### Problem to solve
Please copy out every line of the material below word for word, changing nothing.

· · ·

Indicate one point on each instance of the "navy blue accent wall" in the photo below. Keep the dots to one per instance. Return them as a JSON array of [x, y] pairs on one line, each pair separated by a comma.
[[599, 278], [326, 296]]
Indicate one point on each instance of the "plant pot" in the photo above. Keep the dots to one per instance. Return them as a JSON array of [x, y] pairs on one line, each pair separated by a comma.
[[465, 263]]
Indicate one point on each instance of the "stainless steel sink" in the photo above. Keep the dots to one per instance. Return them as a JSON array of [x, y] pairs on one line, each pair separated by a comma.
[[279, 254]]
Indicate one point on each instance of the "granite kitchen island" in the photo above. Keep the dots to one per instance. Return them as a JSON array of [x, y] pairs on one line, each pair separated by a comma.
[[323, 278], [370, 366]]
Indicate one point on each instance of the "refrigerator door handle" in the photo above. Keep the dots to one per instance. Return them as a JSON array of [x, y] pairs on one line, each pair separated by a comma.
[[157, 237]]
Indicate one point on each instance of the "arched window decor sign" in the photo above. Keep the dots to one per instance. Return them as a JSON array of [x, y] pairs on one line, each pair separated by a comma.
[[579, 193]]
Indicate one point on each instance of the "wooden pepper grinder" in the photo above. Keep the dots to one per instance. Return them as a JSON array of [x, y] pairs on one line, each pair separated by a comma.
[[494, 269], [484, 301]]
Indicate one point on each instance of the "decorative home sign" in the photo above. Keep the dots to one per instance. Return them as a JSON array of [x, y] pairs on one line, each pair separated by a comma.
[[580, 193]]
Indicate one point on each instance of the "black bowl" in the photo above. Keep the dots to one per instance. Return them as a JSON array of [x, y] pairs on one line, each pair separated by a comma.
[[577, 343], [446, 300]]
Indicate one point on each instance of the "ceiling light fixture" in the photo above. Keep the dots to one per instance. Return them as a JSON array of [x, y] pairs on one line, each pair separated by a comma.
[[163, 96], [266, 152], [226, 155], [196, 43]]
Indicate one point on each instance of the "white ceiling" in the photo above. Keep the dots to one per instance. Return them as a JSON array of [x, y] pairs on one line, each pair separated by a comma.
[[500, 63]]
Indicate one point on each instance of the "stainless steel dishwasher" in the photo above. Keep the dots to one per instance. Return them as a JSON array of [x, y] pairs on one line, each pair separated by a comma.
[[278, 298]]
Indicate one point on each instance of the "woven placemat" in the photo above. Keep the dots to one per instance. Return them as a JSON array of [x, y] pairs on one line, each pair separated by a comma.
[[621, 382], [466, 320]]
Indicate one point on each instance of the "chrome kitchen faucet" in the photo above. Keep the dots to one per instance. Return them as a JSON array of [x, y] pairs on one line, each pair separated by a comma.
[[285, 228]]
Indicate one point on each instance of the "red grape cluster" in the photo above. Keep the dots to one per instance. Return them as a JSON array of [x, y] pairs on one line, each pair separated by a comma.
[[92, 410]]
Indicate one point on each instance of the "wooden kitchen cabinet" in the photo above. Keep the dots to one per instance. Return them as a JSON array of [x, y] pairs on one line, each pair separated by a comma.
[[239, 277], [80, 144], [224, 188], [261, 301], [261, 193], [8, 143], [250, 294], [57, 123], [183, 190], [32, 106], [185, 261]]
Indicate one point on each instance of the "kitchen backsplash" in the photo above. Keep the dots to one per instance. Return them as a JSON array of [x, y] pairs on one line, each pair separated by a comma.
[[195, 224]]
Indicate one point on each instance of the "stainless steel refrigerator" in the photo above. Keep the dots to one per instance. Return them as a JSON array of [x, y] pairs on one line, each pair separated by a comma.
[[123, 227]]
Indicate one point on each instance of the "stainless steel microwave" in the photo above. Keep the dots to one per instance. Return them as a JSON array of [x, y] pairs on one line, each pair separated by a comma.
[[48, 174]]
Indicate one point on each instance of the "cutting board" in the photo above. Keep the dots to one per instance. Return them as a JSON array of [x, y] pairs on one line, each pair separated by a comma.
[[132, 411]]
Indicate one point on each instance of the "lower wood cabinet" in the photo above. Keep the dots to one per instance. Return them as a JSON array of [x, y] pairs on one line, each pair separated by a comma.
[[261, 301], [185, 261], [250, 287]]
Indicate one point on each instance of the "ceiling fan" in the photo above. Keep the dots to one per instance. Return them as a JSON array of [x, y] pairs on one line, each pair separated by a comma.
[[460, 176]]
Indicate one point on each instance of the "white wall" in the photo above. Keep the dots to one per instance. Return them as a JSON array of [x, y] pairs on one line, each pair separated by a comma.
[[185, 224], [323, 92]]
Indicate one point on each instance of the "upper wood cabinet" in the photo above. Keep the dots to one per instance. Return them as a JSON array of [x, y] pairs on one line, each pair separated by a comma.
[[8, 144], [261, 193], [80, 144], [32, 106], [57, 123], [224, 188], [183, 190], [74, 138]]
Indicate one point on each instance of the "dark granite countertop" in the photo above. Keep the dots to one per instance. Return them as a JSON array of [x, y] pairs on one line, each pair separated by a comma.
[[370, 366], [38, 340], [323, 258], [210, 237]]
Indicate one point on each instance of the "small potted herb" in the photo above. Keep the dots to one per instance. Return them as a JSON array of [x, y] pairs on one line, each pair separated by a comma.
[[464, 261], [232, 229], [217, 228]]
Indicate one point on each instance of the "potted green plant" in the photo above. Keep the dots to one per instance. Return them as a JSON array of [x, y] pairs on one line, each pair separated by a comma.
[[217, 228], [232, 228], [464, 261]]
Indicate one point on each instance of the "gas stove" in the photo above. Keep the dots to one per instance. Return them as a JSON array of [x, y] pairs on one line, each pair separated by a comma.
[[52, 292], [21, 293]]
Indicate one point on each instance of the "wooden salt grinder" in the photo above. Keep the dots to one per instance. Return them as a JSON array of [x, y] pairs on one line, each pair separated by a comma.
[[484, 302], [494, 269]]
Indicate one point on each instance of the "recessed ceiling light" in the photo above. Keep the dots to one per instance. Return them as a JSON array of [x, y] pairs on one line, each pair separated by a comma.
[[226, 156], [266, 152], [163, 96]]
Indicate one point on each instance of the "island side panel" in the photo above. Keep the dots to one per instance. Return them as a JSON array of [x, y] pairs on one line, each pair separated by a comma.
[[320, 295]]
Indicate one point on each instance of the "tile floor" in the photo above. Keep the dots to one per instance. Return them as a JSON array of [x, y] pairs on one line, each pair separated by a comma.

· · ·

### Result
Indicate one point on each instance of the "navy blue accent wall" in the photo below. Keep the dots to one per instance. Return them as a JSON array of [x, y] pairs on one line, each pair separated by a comma.
[[599, 278], [326, 296]]
Indicate one point on each instance of the "plant pot" in the photo above. Keep the dots to one per instance. Return them as a JSON array of [x, y] pairs on one line, each pair separated by a comma.
[[465, 263]]
Indicate one point on each instance of the "stainless steel sink" in the photo above. Keep the dots to one per instance. Return them as a JSON array of [x, y] pairs on one line, each pair separated by a comma.
[[279, 254]]
Indicate one point on each instance of the "granite kitchen island" in the photo above. Keep the dots to one per instance. Return them as a JSON array of [x, y] pairs on one line, each pair separated by a comma.
[[323, 278], [370, 366]]
Indicate one point on each instance of the "refrigerator door handle" in the photo above. Keep the dots to one per instance. Return them as a JSON array of [x, y] pairs on one line, each pair separated by a comma.
[[157, 237]]
Indicate one point on each instance of the "arched window decor sign" in the photo above. Keep the dots to one per instance. Return them as a JSON array of [x, y] pairs on one line, each pair separated by a comma.
[[579, 193]]
Indicate one point on each instance of the "wooden pepper grinder" in the photo above. Keep the dots to one per instance. Return them as a JSON array of [x, y] pairs on one line, each pair separated by a comma.
[[494, 269], [484, 301]]
Indicate one point on each instance of the "decorative home sign" in the photo above. Keep the dots to one per instance. Return them as a JSON array of [x, y] pairs on one line, each pair separated by a comma.
[[580, 193]]
Indicate one point on each instance of the "black bowl" in the photo above. Keep the dots to one per instance. Return them as a JSON array of [x, y] pairs on one line, each pair separated by a comma.
[[577, 343], [446, 300]]
Indicate one point on each instance of the "ceiling light fixture" in the photo above. Keep the dots to one per instance. Return them as a JSON array of [x, y] pairs on one line, each pair separated by a comma.
[[163, 96], [266, 152], [226, 155], [196, 43]]
Indicate one point on each instance of the "white ceiling" in the photo above. Keep the dots to one per instance. Return them as a JSON array of [x, y] pairs on one line, each pair separated by a comma.
[[500, 63]]
Indicate one point on each instance of the "stainless steel dishwasher" in the photo above. Keep the dots to one per instance. Return them as a JSON array of [x, y] pairs on one line, each pair separated by a comma.
[[278, 298]]
Indicate one point on each instance of the "woven placemat" in the photo above. Keep the dots to one per instance. Return them as a JSON array of [x, y] pairs on one line, each pair separated by a comma.
[[621, 382], [466, 320]]
Indicate one point on each instance of the "chrome kitchen faucet" in the photo above. Keep the dots to one per instance. Return them as a JSON array of [x, y] pairs on one line, each pair separated by a comma.
[[285, 228]]
Indicate one point on each instance of the "red grape cluster" in the photo above. Keep the dots to one per instance. Return them as a JSON array of [x, y] pairs on one line, each pair separated by a comma.
[[92, 410]]
Indicate one point on each instance of the "wooden kitchen cabinet" in the photo above. Keep the dots to one per instance. Return them as a JSON array of [x, y] pairs on one line, each pair separated by a comma.
[[239, 277], [80, 144], [224, 188], [261, 301], [261, 193], [8, 143], [250, 294], [57, 123], [183, 190], [32, 106], [185, 261]]
Indicate one point on each instance of the "kitchen backsplash" in the photo above. Keep the dots to one per instance. Return them as a JSON array of [x, y] pairs on one line, each pair separated by a comma.
[[195, 224]]
Indicate one point on each instance of the "stainless steel refrigerator" in the photo above. Keep the dots to one per instance. Return them as a JSON array of [x, y] pairs on one line, each pair separated by a comma.
[[123, 227]]
Indicate one point on each instance of the "stainless steel microwave" in the photo above. Keep the dots to one per instance. Return them as a JSON array of [x, y] pairs on one line, each pair separated by a comma.
[[48, 174]]
Indicate one point on each instance of the "cutting board" in the photo above. Keep the dots to one per instance. Return them as a JSON array of [x, y] pairs on one line, each pair separated by a comma.
[[132, 411]]
Indicate one point on each instance of the "lower wood cabinet" in the photo above. Keep the dots to one per instance. Return them as a JSON array of [x, y] pairs on one line, each pair separated by a comma.
[[261, 301], [185, 261], [250, 287]]
Indicate one point on each instance of the "ceiling fan" in the photo above. Keep the dots to one per instance. Return them as a JSON array of [x, y] pairs on one line, each pair separated by a comma.
[[460, 176]]
Indicate one point on each instance of the "white wall" in the photo above. Keep the dots to one per instance. Return them as a JSON array of [x, y] pairs on one line, each pair separated by a comma.
[[185, 224], [323, 92]]
Indicate one point on each instance of the "upper wood cabinet" in the photo above. Keep the dots to one per instance. Return them as a JSON array of [x, y] pairs on one line, each pair separated by a comma.
[[8, 144], [261, 193], [80, 144], [32, 106], [57, 123], [224, 188], [183, 190], [74, 138]]
Indicate one point on each instance of the "dark granite countertop" in the photo above. Keep the dots to one per instance. Return them as a JSON array of [x, y] pairs on one line, each pair separated by a comma.
[[370, 366], [38, 340], [323, 258], [210, 237]]
Indicate one point on each instance of the "small potted herb" in the photo above. Keep the dots to one per instance. Return them as a JSON array of [x, y] pairs on one line, each pair separated by a comma.
[[464, 261], [232, 229], [217, 228]]
Indicate one point on each instance of the "potted green plant" in the photo above. Keep the dots to one per instance. Return them as a JSON array of [x, y] pairs on one line, each pair separated by a comma.
[[217, 228], [232, 228], [464, 261]]
Indicate one point on each instance of the "gas stove" in the photo above. Keep the dots to one per instance. Return them as a JSON array of [x, y] pairs on one line, each pair separated by a comma.
[[52, 292], [21, 293]]
Indicate one point on each instance of the "wooden salt grinder" in the photo above. Keep the dots to one per instance. Return them as a JSON array of [x, y] pairs on one line, each pair separated by a comma.
[[484, 302], [494, 269]]
Indicate one point on each instance of the "recessed ceiling light" in the photo above. Keep the dots to one per instance. Return them as a JSON array of [x, y] pairs on one line, each pair separated by a comma.
[[226, 156], [266, 152], [163, 96]]
Indicate one point on each instance of the "island side panel" in the photo above. Keep the dots to one per instance. Return them as a JSON array of [x, y] pairs on one line, each pair separated by a comma.
[[320, 295]]
Indicate one point on each instance of the "tile floor" in the photo above. Keep the dots to one per instance. Return them as a JSON array of [x, y] pairs on one line, each pair separated by a comma.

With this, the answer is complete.